**Instructions to follow:** Exactly and only the lines from the one with "instance, sample <point>1375,807</point>." through the end of the listing are to be transcribed, both ends included.

________________________________________

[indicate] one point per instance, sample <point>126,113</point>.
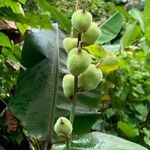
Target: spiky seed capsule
<point>68,85</point>
<point>90,78</point>
<point>63,127</point>
<point>70,43</point>
<point>91,35</point>
<point>78,62</point>
<point>81,20</point>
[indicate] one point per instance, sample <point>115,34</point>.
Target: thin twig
<point>77,5</point>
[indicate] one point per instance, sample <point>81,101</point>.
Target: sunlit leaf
<point>110,28</point>
<point>99,141</point>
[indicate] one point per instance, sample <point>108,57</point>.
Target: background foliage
<point>121,104</point>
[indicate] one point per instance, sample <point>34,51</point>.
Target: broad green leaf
<point>110,28</point>
<point>99,141</point>
<point>109,63</point>
<point>22,1</point>
<point>146,19</point>
<point>36,94</point>
<point>130,35</point>
<point>127,129</point>
<point>4,40</point>
<point>64,22</point>
<point>38,19</point>
<point>137,15</point>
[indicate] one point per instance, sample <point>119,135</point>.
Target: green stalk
<point>67,145</point>
<point>73,102</point>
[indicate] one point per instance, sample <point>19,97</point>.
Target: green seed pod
<point>63,127</point>
<point>91,35</point>
<point>90,78</point>
<point>70,43</point>
<point>78,62</point>
<point>68,85</point>
<point>81,20</point>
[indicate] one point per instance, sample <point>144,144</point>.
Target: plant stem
<point>73,102</point>
<point>67,145</point>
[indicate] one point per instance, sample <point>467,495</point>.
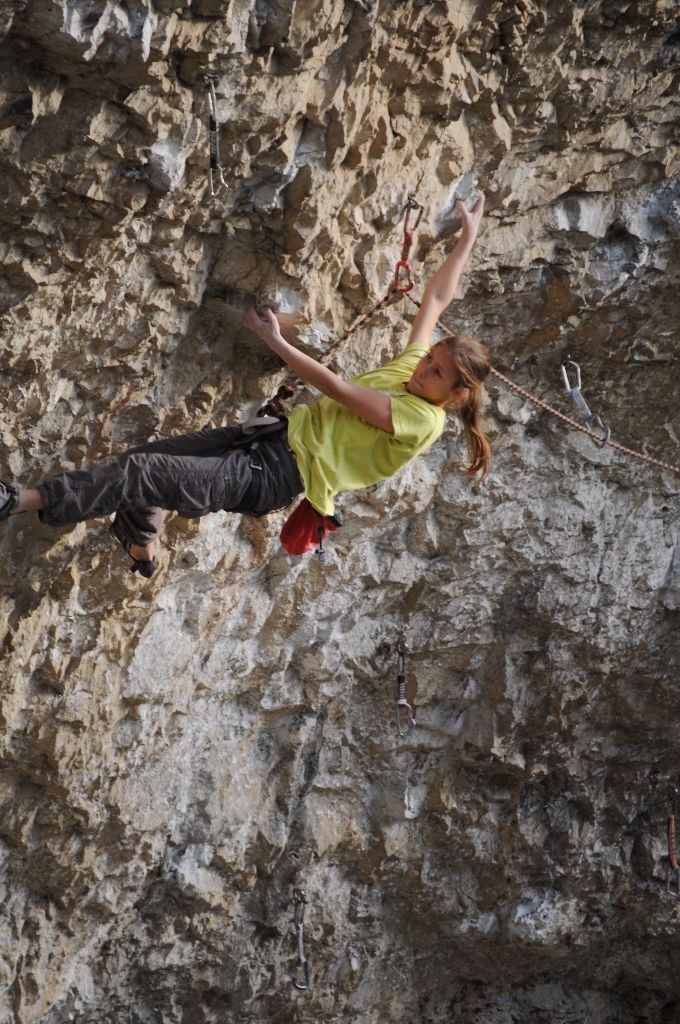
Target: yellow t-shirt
<point>338,451</point>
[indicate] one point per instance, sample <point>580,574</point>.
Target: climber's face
<point>436,377</point>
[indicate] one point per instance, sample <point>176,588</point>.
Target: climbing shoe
<point>8,499</point>
<point>143,566</point>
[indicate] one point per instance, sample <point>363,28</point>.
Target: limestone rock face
<point>178,755</point>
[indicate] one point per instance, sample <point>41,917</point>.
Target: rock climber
<point>358,432</point>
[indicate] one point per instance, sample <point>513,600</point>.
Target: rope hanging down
<point>567,419</point>
<point>399,288</point>
<point>401,283</point>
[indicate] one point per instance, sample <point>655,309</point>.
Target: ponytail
<point>473,363</point>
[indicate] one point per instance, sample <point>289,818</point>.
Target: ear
<point>460,396</point>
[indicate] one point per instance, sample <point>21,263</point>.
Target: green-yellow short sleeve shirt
<point>337,451</point>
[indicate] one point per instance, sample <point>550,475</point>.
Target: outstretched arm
<point>374,407</point>
<point>441,288</point>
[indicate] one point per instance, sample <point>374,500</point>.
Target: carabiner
<point>299,903</point>
<point>412,204</point>
<point>581,403</point>
<point>401,702</point>
<point>214,168</point>
<point>402,264</point>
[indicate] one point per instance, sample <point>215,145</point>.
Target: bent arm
<point>440,290</point>
<point>374,407</point>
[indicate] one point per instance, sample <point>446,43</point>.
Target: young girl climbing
<point>359,432</point>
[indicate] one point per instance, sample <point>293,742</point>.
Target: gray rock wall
<point>178,755</point>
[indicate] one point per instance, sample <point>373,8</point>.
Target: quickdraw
<point>215,168</point>
<point>402,264</point>
<point>580,401</point>
<point>299,903</point>
<point>398,288</point>
<point>673,869</point>
<point>540,403</point>
<point>402,706</point>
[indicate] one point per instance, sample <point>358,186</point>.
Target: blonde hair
<point>472,361</point>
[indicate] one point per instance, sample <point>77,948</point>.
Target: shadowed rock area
<point>178,755</point>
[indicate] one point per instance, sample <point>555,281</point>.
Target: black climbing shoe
<point>143,566</point>
<point>8,499</point>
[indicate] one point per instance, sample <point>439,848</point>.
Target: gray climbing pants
<point>205,471</point>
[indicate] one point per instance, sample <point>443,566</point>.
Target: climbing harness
<point>566,419</point>
<point>299,903</point>
<point>580,401</point>
<point>215,168</point>
<point>402,282</point>
<point>402,706</point>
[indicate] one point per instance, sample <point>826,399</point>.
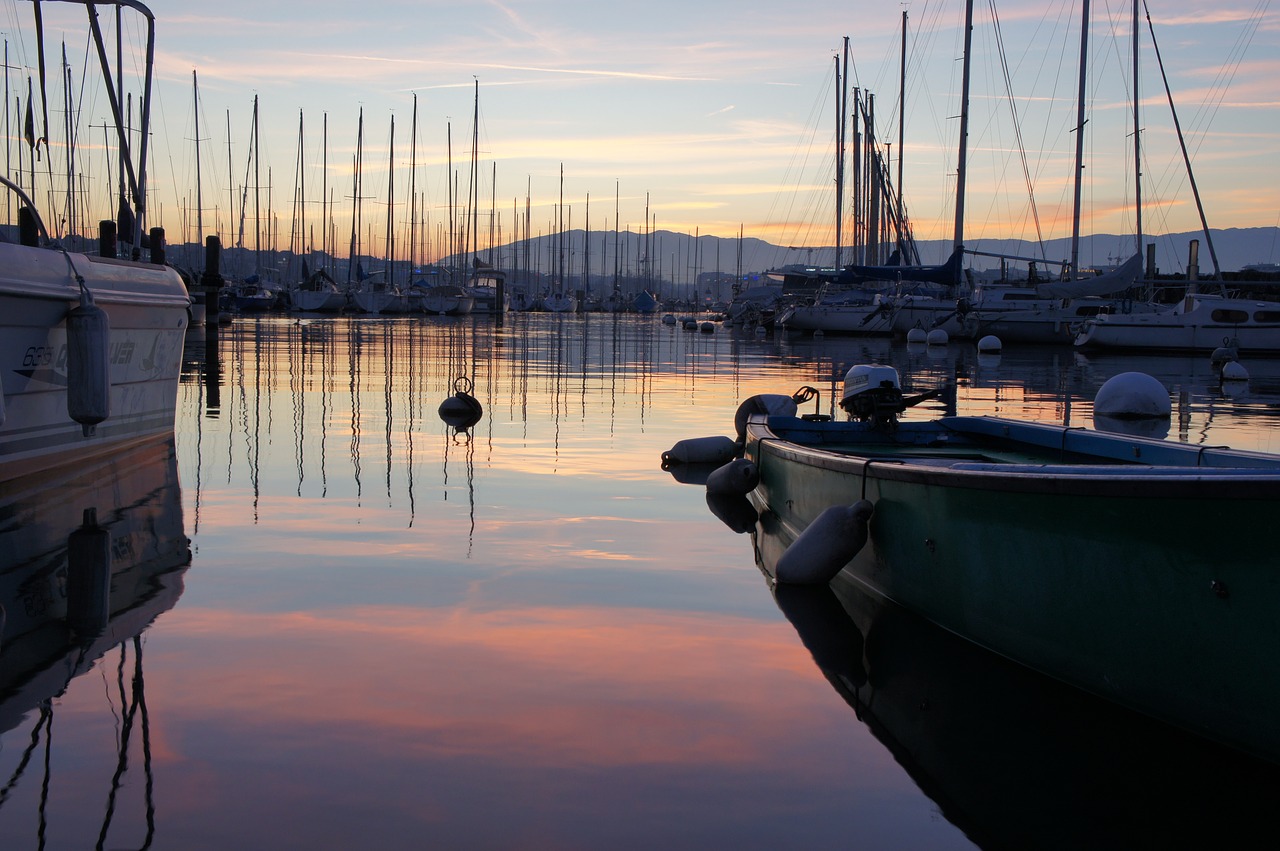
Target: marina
<point>396,632</point>
<point>416,512</point>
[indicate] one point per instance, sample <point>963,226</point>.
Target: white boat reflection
<point>90,556</point>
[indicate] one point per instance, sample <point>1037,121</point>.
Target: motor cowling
<point>872,392</point>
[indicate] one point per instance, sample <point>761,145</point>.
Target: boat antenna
<point>964,126</point>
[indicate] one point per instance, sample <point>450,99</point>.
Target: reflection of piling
<point>211,280</point>
<point>213,373</point>
<point>88,577</point>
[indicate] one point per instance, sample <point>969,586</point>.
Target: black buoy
<point>461,410</point>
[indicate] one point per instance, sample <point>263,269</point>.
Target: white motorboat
<point>91,346</point>
<point>318,292</point>
<point>1198,323</point>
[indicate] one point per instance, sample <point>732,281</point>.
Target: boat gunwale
<point>1123,480</point>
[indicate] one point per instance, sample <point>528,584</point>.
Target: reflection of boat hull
<point>147,311</point>
<point>48,636</point>
<point>1121,581</point>
<point>1010,756</point>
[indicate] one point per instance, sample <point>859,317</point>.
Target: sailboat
<point>92,343</point>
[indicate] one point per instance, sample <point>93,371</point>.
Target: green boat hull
<point>1155,591</point>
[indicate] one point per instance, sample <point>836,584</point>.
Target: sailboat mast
<point>391,207</point>
<point>1137,140</point>
<point>200,205</point>
<point>901,142</point>
<point>324,191</point>
<point>302,195</point>
<point>840,155</point>
<point>257,218</point>
<point>474,179</point>
<point>964,124</point>
<point>1079,140</point>
<point>412,192</point>
<point>1187,159</point>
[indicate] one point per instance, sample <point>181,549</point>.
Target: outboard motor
<point>872,393</point>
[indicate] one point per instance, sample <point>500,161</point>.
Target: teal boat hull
<point>1153,586</point>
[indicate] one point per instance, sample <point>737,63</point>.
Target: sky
<point>716,118</point>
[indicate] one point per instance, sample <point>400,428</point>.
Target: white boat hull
<point>147,311</point>
<point>1200,324</point>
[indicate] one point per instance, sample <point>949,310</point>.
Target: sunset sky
<point>721,114</point>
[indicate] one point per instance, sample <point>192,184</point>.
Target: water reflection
<point>1015,759</point>
<point>91,556</point>
<point>530,604</point>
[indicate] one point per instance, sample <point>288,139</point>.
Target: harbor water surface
<point>352,625</point>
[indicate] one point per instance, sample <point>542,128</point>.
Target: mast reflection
<point>90,557</point>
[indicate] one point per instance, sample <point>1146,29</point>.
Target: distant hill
<point>676,256</point>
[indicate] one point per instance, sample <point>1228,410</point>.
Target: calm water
<point>391,634</point>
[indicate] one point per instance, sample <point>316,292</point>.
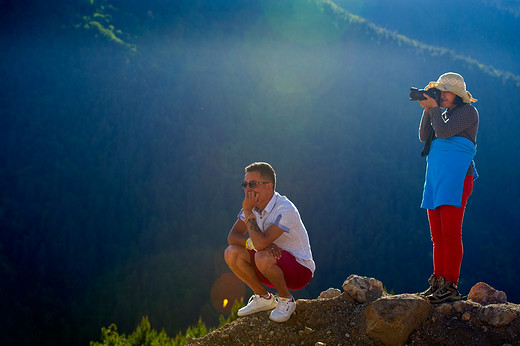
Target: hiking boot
<point>433,281</point>
<point>284,309</point>
<point>447,292</point>
<point>257,303</point>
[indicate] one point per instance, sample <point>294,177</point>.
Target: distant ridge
<point>381,33</point>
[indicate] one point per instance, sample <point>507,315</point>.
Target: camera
<point>417,94</point>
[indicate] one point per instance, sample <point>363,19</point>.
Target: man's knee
<point>233,253</point>
<point>264,260</point>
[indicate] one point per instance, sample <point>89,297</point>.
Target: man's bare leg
<point>238,260</point>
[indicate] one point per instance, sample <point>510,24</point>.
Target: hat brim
<point>465,95</point>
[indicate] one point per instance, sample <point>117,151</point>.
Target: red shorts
<point>296,275</point>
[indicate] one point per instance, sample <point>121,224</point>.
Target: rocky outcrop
<point>364,314</point>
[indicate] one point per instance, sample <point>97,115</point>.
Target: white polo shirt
<point>282,212</point>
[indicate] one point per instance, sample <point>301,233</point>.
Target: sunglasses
<point>252,184</point>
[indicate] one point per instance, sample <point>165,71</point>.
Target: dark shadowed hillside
<point>126,126</point>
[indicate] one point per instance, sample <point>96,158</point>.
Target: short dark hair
<point>265,170</point>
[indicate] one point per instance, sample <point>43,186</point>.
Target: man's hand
<point>251,200</point>
<point>274,250</point>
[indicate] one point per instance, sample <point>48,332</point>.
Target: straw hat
<point>453,82</point>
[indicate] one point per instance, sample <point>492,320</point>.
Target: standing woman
<point>450,138</point>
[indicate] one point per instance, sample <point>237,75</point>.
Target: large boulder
<point>391,319</point>
<point>361,288</point>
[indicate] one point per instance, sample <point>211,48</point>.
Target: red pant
<point>446,232</point>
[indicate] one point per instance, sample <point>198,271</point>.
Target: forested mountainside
<point>126,126</point>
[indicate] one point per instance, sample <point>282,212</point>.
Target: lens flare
<point>226,289</point>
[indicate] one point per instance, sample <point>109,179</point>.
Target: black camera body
<point>417,94</point>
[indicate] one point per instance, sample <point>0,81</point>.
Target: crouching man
<point>275,252</point>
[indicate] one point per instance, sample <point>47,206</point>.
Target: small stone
<point>308,330</point>
<point>444,309</point>
<point>330,293</point>
<point>484,294</point>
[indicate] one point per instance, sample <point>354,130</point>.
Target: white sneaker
<point>257,303</point>
<point>284,309</point>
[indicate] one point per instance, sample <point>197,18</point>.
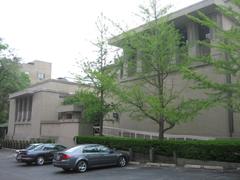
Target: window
<point>90,149</point>
<point>41,76</point>
<point>103,149</point>
<point>131,57</point>
<point>68,116</point>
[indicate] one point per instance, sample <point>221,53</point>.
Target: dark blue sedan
<point>83,157</point>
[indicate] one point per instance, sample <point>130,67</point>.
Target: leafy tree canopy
<point>12,79</point>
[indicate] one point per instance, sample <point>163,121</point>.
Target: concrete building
<point>37,113</point>
<point>213,123</point>
<point>38,71</point>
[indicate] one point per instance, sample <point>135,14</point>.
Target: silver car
<point>83,157</point>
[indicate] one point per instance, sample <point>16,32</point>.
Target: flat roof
<point>206,6</point>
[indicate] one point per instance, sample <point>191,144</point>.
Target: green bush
<point>215,150</point>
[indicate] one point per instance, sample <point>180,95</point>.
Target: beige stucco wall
<point>209,123</point>
<point>35,67</point>
<point>47,97</point>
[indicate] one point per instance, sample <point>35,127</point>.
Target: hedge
<point>21,144</point>
<point>214,150</point>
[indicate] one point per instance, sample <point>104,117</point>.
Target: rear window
<point>30,147</point>
<point>74,149</point>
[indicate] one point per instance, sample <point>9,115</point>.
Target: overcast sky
<point>60,31</point>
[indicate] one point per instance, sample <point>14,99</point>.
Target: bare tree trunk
<point>101,114</point>
<point>161,129</point>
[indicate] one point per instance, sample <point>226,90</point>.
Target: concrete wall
<point>47,97</point>
<point>36,67</point>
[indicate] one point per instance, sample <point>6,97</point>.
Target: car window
<point>90,149</point>
<point>48,148</point>
<point>103,149</point>
<point>39,148</point>
<point>60,148</point>
<point>74,149</point>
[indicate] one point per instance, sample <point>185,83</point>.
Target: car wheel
<point>66,169</point>
<point>81,166</point>
<point>122,161</point>
<point>40,161</point>
<point>18,157</point>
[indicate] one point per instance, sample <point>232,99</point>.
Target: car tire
<point>40,161</point>
<point>66,169</point>
<point>18,157</point>
<point>122,161</point>
<point>29,163</point>
<point>81,166</point>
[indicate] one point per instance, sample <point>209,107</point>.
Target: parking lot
<point>11,170</point>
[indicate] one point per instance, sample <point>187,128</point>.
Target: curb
<point>213,167</point>
<point>192,166</point>
<point>134,163</point>
<point>159,165</point>
<point>9,149</point>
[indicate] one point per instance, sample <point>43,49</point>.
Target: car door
<point>108,157</point>
<point>92,155</point>
<point>48,152</point>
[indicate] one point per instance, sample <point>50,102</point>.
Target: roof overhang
<point>178,17</point>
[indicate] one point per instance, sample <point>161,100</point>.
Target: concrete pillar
<point>22,108</point>
<point>139,62</point>
<point>125,70</point>
<point>218,19</point>
<point>16,109</point>
<point>193,37</point>
<point>27,108</point>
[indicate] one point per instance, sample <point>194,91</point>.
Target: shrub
<point>215,150</point>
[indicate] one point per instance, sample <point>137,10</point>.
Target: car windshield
<point>74,149</point>
<point>32,146</point>
<point>37,148</point>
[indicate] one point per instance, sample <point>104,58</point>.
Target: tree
<point>159,48</point>
<point>100,75</point>
<point>11,79</point>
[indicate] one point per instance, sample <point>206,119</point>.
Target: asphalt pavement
<point>11,170</point>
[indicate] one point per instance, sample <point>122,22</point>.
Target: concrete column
<point>193,37</point>
<point>27,108</point>
<point>22,108</point>
<point>16,109</point>
<point>125,69</point>
<point>218,19</point>
<point>19,109</point>
<point>139,62</point>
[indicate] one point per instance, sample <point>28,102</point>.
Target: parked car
<point>19,152</point>
<point>41,154</point>
<point>83,157</point>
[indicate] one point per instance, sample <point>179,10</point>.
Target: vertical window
<point>41,76</point>
<point>24,108</point>
<point>20,109</point>
<point>131,56</point>
<point>16,108</point>
<point>204,35</point>
<point>29,108</point>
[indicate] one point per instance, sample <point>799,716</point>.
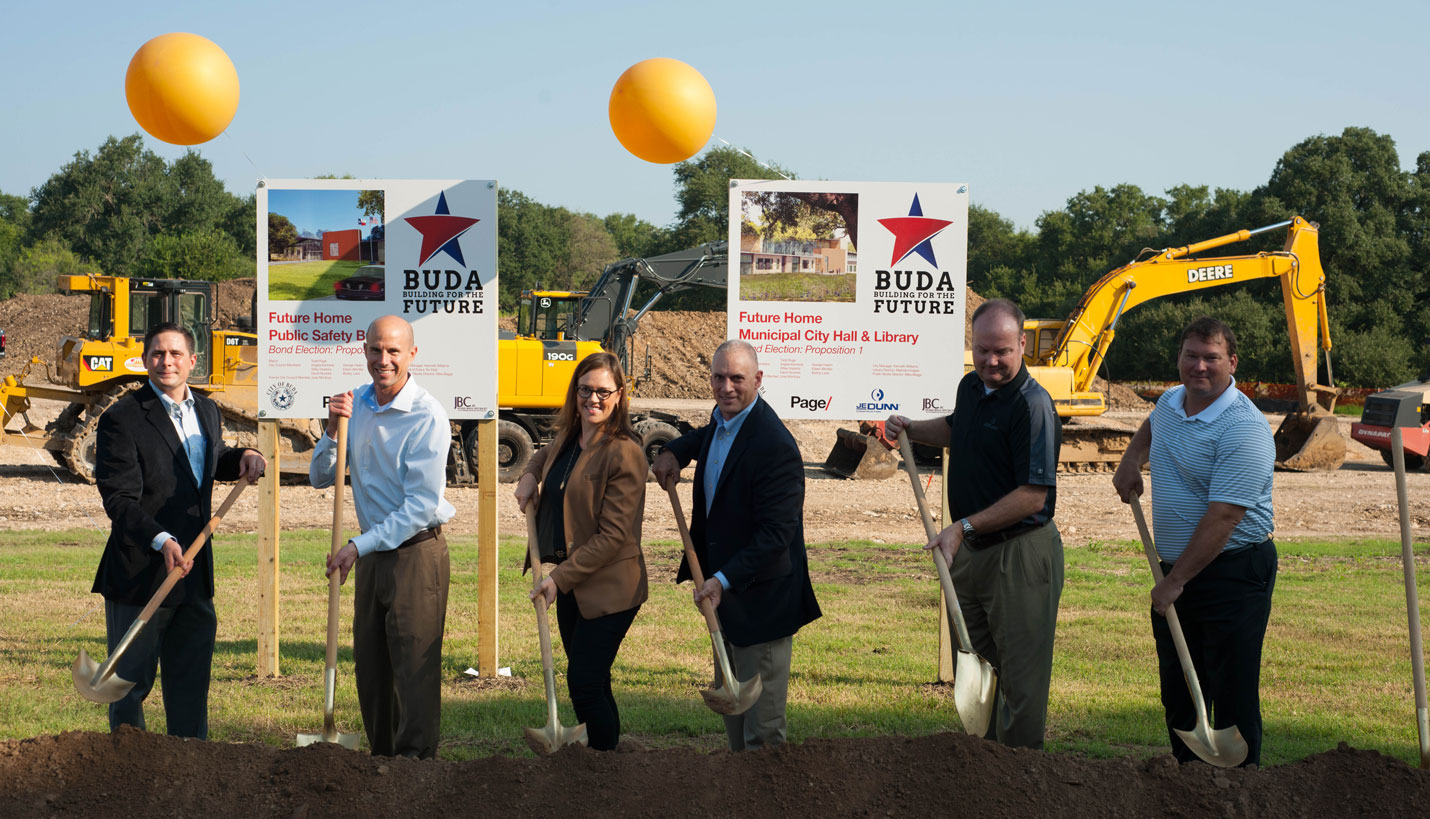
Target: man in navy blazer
<point>159,450</point>
<point>748,535</point>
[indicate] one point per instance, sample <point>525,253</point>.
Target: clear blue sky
<point>1027,102</point>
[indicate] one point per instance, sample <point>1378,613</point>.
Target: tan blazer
<point>602,512</point>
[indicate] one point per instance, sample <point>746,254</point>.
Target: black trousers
<point>591,651</point>
<point>1223,613</point>
<point>178,639</point>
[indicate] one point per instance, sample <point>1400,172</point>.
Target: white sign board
<point>852,295</point>
<point>341,253</point>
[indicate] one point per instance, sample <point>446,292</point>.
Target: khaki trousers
<point>764,723</point>
<point>399,613</point>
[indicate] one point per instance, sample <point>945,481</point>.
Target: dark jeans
<point>1223,613</point>
<point>179,639</point>
<point>399,613</point>
<point>591,651</point>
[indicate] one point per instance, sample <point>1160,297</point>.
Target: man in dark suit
<point>159,452</point>
<point>748,535</point>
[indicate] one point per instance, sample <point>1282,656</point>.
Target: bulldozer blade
<point>96,686</point>
<point>1310,442</point>
<point>730,696</point>
<point>860,456</point>
<point>554,736</point>
<point>975,682</point>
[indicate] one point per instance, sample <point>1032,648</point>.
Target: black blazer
<point>754,532</point>
<point>148,488</point>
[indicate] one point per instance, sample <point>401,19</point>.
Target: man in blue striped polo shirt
<point>1211,460</point>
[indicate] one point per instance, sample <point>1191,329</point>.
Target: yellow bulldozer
<point>96,369</point>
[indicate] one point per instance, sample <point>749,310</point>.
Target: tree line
<point>125,210</point>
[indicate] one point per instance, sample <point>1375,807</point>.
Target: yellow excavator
<point>96,369</point>
<point>1066,355</point>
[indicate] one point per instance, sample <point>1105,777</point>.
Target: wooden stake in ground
<point>331,732</point>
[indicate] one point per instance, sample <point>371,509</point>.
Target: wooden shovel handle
<point>192,552</point>
<point>335,579</point>
<point>711,621</point>
<point>1173,623</point>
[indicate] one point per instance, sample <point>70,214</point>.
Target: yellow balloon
<point>182,87</point>
<point>662,110</point>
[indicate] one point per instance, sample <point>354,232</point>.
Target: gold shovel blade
<point>106,691</point>
<point>734,698</point>
<point>555,736</point>
<point>975,683</point>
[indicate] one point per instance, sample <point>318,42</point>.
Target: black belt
<point>422,536</point>
<point>1003,535</point>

________________________________________

**Result:**
[indicate] one point per instance, sample <point>1375,807</point>.
Target: yellow excavator
<point>96,369</point>
<point>1066,355</point>
[indicate] one point per instance, sample <point>1105,777</point>.
Target: wooden stake in ground
<point>331,732</point>
[indicate] one point per instance, sample <point>371,509</point>.
Target: wooden shovel handle
<point>192,552</point>
<point>335,579</point>
<point>711,621</point>
<point>1173,623</point>
[indicate] one point per instance, sample <point>70,214</point>.
Target: yellow balloon
<point>182,87</point>
<point>662,110</point>
[indicate] one point per instance, sample <point>354,232</point>.
Target: gold shovel blade
<point>106,691</point>
<point>734,698</point>
<point>555,736</point>
<point>975,683</point>
[indicate] one point per instance, sample <point>318,42</point>.
Target: black belt
<point>422,536</point>
<point>1003,535</point>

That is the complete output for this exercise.